- [Task requirements]: Repeat every record exactly.

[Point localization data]
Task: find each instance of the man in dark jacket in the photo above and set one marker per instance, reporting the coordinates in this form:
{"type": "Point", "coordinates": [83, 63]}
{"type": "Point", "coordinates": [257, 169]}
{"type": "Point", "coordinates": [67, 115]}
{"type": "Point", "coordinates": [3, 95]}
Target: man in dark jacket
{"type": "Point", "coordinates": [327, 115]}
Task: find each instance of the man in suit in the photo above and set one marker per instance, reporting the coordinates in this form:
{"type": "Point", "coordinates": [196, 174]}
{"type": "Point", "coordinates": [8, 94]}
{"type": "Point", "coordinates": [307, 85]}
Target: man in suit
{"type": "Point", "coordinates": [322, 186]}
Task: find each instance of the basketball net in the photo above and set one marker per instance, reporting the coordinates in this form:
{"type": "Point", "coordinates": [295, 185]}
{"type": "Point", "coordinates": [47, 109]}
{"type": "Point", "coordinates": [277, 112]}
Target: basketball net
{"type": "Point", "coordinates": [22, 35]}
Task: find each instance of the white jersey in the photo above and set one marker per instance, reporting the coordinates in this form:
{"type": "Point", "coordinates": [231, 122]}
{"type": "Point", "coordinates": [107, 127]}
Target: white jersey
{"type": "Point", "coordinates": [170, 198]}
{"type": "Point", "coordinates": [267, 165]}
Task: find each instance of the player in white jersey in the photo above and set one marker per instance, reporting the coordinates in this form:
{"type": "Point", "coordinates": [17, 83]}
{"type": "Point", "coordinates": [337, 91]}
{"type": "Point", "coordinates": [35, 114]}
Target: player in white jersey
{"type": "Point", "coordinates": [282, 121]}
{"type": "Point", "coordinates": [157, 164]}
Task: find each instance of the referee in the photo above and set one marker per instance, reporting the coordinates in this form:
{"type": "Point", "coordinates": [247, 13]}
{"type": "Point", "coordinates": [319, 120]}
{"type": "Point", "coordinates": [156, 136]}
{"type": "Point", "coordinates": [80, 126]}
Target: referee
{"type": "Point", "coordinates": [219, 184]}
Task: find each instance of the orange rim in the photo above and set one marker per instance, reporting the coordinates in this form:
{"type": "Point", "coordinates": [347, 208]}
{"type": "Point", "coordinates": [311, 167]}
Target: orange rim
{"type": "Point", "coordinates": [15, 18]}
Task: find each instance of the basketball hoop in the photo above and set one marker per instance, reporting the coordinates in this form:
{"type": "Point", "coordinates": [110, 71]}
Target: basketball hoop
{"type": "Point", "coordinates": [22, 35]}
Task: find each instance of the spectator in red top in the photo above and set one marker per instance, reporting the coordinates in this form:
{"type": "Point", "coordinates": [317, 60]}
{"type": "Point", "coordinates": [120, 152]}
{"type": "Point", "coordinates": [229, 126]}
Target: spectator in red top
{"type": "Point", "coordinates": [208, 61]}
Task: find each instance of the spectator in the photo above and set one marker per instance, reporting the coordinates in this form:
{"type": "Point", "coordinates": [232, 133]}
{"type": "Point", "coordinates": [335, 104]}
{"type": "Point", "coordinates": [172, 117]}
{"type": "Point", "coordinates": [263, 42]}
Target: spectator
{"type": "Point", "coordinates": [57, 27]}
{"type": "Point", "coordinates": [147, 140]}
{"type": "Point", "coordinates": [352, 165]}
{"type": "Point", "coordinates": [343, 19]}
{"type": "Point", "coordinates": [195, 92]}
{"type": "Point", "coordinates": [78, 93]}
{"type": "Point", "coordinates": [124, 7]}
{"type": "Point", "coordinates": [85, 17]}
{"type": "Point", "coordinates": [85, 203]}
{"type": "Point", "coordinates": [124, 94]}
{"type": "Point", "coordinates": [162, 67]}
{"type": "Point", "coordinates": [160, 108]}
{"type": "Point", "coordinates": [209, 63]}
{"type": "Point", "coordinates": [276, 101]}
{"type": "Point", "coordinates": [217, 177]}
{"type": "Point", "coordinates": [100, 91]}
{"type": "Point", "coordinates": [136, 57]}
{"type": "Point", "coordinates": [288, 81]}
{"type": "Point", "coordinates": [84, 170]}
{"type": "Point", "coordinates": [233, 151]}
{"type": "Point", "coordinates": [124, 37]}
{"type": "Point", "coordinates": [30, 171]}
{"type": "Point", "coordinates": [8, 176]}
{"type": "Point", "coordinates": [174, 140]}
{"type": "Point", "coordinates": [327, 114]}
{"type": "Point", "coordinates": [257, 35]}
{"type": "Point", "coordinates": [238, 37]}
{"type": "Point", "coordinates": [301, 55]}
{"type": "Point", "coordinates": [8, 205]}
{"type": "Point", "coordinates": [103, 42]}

- [Solution to the exercise]:
Task: find each instance of the man in dark jacket in the photo above and set one marker per instance, reporting the coordinates in this form:
{"type": "Point", "coordinates": [83, 63]}
{"type": "Point", "coordinates": [257, 169]}
{"type": "Point", "coordinates": [67, 115]}
{"type": "Point", "coordinates": [3, 95]}
Target: man in dark jacket
{"type": "Point", "coordinates": [327, 115]}
Task: find each instance of the man in suit in the photo above and set one marker per instance, reporting the coordinates in this form:
{"type": "Point", "coordinates": [196, 174]}
{"type": "Point", "coordinates": [8, 94]}
{"type": "Point", "coordinates": [307, 85]}
Target: man in suit
{"type": "Point", "coordinates": [322, 186]}
Task: find each instance of the basketball net in the photo above and set one marker per instance, reporting the coordinates in this form:
{"type": "Point", "coordinates": [295, 185]}
{"type": "Point", "coordinates": [47, 109]}
{"type": "Point", "coordinates": [277, 112]}
Target: basketball net
{"type": "Point", "coordinates": [22, 35]}
Task: find each instance of the white jersey in the photo above and set one marker per instance, reporting the coordinates in this form:
{"type": "Point", "coordinates": [231, 122]}
{"type": "Point", "coordinates": [107, 127]}
Target: white jersey
{"type": "Point", "coordinates": [170, 198]}
{"type": "Point", "coordinates": [267, 165]}
Task: find each instance of the player in white jersey in the photo above and set one marker per instance, reporting the coordinates in this form:
{"type": "Point", "coordinates": [17, 83]}
{"type": "Point", "coordinates": [337, 91]}
{"type": "Point", "coordinates": [35, 114]}
Target: player in white jersey
{"type": "Point", "coordinates": [282, 121]}
{"type": "Point", "coordinates": [157, 164]}
Task: find each instance of the referee in the photo above and set one marker per instance, reporting the coordinates in this form:
{"type": "Point", "coordinates": [247, 13]}
{"type": "Point", "coordinates": [319, 120]}
{"type": "Point", "coordinates": [156, 136]}
{"type": "Point", "coordinates": [80, 126]}
Target: referee
{"type": "Point", "coordinates": [219, 184]}
Task: find each instance of the orange rim in the photo above and set one marker per instance, reporting the coordinates in this form:
{"type": "Point", "coordinates": [347, 208]}
{"type": "Point", "coordinates": [311, 167]}
Target: orange rim
{"type": "Point", "coordinates": [15, 18]}
Task: find each instance of the basketball hoop in the photo above and set one marker per instance, reporting the coordinates in this form:
{"type": "Point", "coordinates": [110, 71]}
Target: basketball hoop
{"type": "Point", "coordinates": [22, 35]}
Task: find each instance of the spectator in red top in the photo above and set one marker per instance, reporting the coordinates in this form:
{"type": "Point", "coordinates": [317, 60]}
{"type": "Point", "coordinates": [120, 152]}
{"type": "Point", "coordinates": [229, 126]}
Target: spectator in red top
{"type": "Point", "coordinates": [208, 61]}
Task: find each instance of the spectator in the photo above and set one marker per instance, reporting the coordinates in this form:
{"type": "Point", "coordinates": [232, 133]}
{"type": "Point", "coordinates": [335, 104]}
{"type": "Point", "coordinates": [172, 117]}
{"type": "Point", "coordinates": [263, 42]}
Target: spectator
{"type": "Point", "coordinates": [57, 27]}
{"type": "Point", "coordinates": [147, 140]}
{"type": "Point", "coordinates": [352, 165]}
{"type": "Point", "coordinates": [343, 19]}
{"type": "Point", "coordinates": [195, 92]}
{"type": "Point", "coordinates": [78, 93]}
{"type": "Point", "coordinates": [124, 7]}
{"type": "Point", "coordinates": [85, 17]}
{"type": "Point", "coordinates": [85, 203]}
{"type": "Point", "coordinates": [124, 94]}
{"type": "Point", "coordinates": [162, 67]}
{"type": "Point", "coordinates": [160, 108]}
{"type": "Point", "coordinates": [209, 63]}
{"type": "Point", "coordinates": [276, 101]}
{"type": "Point", "coordinates": [217, 177]}
{"type": "Point", "coordinates": [100, 91]}
{"type": "Point", "coordinates": [136, 57]}
{"type": "Point", "coordinates": [288, 81]}
{"type": "Point", "coordinates": [84, 170]}
{"type": "Point", "coordinates": [233, 151]}
{"type": "Point", "coordinates": [124, 37]}
{"type": "Point", "coordinates": [30, 171]}
{"type": "Point", "coordinates": [8, 176]}
{"type": "Point", "coordinates": [174, 140]}
{"type": "Point", "coordinates": [327, 114]}
{"type": "Point", "coordinates": [257, 35]}
{"type": "Point", "coordinates": [238, 37]}
{"type": "Point", "coordinates": [301, 55]}
{"type": "Point", "coordinates": [8, 205]}
{"type": "Point", "coordinates": [103, 42]}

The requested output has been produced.